## DOCUMENT TEXT
===

And that makes it super flexible
where we can also customize on customer needs
exactly what they are looking for.
While on the storage server,
I mean, as long as we see a device,
we can map it into the file system.
And as we have talked about AI,
we see quite often customers
leveraging cost-sensitive storage for larger amounts of data
as the streaming performance out of spinning rate setups is still good enough, I would call it.
While for the small files, we leverage NVMEs or SSDs, but the customer sees this as one single
namespace. That is a key advantage. Across the whole cluster of however many servers
he has and that sort of stuff. So you do not create silos of storage ports, which makes it
quite complicated in managing data and data flows. And so you're effectively accessing the data on
directly attached storage that's attached to these storage servers per se. Is that how this works? And you don't care if it's NVMe or SAS attached or SATA attached storage,
as long as it's storage, I guess.
I don't care.
Even if you have sometimes storage virtualization layer in between,
it still works.
So we are hooking up on top of the Linux file system presentation layer.
So if you have an XFS,
ZFS to display in Linux OS, we can map BGFS file system on top of.
I got you. I got you. And as far as the host is concerned, is there a client software that
runs in there or is it POSIX compliant or how's that? Is it NFS and CIFS or SMP? Sorry.
It is per default.
We call it POSIX compliance, but I think still POSIX is a big word.
And just a very few files is really 100% POSIX compliance. So we say we are POSIX compliance, supporting the majority of commands, which are defined in the POSIX standard.
That's what I think we have never seen any trouble with.

===

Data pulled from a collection
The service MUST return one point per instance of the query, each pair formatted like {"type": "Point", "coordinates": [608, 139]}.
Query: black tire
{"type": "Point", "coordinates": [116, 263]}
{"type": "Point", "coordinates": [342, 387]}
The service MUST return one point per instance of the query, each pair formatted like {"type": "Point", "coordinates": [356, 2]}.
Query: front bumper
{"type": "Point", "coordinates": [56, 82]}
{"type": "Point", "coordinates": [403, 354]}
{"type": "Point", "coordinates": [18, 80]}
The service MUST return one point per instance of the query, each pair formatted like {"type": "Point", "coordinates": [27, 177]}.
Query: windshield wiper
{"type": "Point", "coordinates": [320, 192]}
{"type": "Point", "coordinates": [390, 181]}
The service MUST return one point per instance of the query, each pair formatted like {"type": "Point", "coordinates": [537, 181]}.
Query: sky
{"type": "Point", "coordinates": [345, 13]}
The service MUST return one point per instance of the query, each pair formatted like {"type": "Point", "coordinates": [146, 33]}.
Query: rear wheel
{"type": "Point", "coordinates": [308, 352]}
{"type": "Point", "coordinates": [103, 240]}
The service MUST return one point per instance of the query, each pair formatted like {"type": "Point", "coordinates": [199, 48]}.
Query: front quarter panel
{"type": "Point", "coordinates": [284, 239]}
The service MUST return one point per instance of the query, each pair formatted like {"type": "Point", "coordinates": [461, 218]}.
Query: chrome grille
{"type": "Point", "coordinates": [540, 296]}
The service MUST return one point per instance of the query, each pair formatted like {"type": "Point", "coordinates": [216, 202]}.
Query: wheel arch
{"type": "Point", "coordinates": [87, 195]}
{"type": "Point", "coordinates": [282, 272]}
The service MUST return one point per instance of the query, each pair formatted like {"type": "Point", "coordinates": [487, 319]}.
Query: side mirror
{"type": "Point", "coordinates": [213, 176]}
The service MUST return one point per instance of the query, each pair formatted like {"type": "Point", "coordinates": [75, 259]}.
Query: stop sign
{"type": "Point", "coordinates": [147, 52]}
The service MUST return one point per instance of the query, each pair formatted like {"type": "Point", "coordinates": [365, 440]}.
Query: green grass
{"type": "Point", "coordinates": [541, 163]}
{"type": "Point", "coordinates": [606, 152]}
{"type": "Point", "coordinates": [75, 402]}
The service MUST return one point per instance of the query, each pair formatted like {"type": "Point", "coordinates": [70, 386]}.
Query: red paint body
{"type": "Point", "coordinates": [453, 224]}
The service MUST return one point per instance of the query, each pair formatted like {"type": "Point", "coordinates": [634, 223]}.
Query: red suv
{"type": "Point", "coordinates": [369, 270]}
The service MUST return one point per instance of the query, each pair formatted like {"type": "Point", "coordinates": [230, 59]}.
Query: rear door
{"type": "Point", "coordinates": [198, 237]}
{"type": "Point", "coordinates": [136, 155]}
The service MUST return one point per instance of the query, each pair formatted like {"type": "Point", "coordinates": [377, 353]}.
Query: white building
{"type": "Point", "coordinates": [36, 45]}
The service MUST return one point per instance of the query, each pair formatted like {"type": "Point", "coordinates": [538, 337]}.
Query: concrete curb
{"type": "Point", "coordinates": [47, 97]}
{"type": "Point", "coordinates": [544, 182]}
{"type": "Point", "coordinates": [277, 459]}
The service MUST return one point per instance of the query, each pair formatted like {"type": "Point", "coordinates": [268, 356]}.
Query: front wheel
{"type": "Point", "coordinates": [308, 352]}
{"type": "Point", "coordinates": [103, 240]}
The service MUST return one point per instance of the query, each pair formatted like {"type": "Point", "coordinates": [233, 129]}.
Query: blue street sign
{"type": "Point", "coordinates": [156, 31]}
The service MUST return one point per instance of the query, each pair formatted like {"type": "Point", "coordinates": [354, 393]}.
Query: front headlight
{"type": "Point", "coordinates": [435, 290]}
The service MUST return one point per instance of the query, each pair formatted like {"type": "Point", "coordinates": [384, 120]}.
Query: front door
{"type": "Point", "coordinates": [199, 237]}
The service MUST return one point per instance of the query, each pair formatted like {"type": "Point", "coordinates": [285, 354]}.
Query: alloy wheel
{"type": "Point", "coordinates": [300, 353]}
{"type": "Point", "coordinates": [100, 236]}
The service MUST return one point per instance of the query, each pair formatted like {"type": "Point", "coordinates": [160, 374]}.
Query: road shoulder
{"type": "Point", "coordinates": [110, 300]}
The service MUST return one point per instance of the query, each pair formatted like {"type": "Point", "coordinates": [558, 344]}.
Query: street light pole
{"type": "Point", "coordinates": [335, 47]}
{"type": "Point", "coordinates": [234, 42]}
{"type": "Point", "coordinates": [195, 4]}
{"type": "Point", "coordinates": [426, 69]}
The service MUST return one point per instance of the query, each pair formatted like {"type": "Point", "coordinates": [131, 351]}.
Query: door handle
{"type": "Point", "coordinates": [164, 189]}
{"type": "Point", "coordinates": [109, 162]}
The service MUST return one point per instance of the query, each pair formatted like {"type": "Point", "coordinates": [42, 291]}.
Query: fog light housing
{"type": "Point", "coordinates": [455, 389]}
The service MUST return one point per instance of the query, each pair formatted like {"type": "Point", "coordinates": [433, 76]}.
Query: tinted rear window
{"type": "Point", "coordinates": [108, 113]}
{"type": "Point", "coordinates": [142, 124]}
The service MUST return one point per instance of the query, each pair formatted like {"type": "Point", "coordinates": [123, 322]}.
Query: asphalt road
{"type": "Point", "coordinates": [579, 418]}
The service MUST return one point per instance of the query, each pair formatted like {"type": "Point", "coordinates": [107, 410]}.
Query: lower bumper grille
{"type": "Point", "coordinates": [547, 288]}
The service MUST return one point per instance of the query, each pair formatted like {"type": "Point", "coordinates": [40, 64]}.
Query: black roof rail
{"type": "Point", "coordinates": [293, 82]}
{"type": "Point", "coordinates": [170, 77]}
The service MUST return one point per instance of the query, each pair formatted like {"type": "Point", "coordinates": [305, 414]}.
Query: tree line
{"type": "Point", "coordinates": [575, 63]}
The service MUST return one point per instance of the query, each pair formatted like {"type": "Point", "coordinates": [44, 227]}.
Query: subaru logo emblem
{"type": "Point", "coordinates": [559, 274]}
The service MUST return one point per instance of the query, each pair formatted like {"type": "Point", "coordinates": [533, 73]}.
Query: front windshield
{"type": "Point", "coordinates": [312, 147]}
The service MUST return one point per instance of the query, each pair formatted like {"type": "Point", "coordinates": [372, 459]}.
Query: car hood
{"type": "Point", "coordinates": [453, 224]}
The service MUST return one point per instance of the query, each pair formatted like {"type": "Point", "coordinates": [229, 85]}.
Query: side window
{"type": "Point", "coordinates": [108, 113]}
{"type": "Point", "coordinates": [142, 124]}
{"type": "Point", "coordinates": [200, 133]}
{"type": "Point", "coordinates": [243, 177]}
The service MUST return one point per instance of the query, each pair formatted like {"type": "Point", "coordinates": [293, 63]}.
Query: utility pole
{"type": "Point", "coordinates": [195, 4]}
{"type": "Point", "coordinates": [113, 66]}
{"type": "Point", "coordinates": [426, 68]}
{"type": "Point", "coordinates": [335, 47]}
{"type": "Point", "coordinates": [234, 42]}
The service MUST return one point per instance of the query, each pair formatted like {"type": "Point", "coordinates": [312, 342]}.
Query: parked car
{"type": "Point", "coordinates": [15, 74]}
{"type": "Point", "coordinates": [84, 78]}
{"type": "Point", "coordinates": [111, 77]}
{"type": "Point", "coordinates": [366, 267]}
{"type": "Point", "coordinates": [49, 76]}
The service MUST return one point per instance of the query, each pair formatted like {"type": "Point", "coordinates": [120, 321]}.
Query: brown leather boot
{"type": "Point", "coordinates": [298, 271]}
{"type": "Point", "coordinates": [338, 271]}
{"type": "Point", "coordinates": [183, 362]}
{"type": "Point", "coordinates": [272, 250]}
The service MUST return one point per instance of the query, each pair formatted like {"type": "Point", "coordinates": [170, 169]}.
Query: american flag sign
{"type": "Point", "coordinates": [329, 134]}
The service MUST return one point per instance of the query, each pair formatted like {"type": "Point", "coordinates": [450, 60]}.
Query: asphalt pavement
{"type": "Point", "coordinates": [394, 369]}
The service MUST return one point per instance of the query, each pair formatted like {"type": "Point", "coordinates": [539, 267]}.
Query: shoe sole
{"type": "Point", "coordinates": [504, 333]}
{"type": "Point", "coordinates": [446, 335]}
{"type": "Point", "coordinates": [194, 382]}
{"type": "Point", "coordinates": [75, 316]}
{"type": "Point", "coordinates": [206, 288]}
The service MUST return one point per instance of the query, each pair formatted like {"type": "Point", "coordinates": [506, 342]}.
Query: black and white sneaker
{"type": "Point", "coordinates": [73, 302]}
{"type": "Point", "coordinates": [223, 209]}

===

## REQUIRED TASK 1
Extract the passage of the storage discussion that begins with the words containing "I got you. I" and ends with "the POSIX standard.".
## REQUIRED TASK 2
According to the storage discussion, what do customers use for small files?
## REQUIRED TASK 3
Carry on the storage discussion from its last sentence.

## EXERCISE RESULT 1
I got you. I got you. And as far as the host is concerned, is there a client software that
runs in there or is it POSIX compliant or how's that? Is it NFS and CIFS or SMP? Sorry.
It is per default.
We call it POSIX compliance, but I think still POSIX is a big word.
And just a very few files is really 100% POSIX compliance. So we say we are POSIX compliance, supporting the majority of commands, which are defined in the POSIX standard.

## EXERCISE RESULT 2
NVMEs or SSDs.

## EXERCISE RESULT 3
You have the possibility to re-share, re-export the file system
to create NFS or SMB shares, as we still have customers, quite a number,
which would also have quite often on lower performance requirements, but still
access into the same file system.
And when you say reshare, that would be done at the host level or that would be done at
the storage server level or the metadata server as a management level?
I'm trying to understand how that would play out.
The technical answer is it depends.
So you can do both.
Consultant.
Right.
I mean, you can do it straight out of the storage server.
And that's typically what we do in smaller deployments.
But in larger deployments, customers also quite often like to have dedicated server machines just for the reshare.
And is there a management layer here?
Is there a management server?
Management service, I guess, is the right word to use, right?
Right.
It's a software piece.
It's a management service, which needs to run also on one or two of those machines.
But the management service is just, I would call it the traffic cop. So it is not really having a lot of load on, it just needs to run and be up and running as a service.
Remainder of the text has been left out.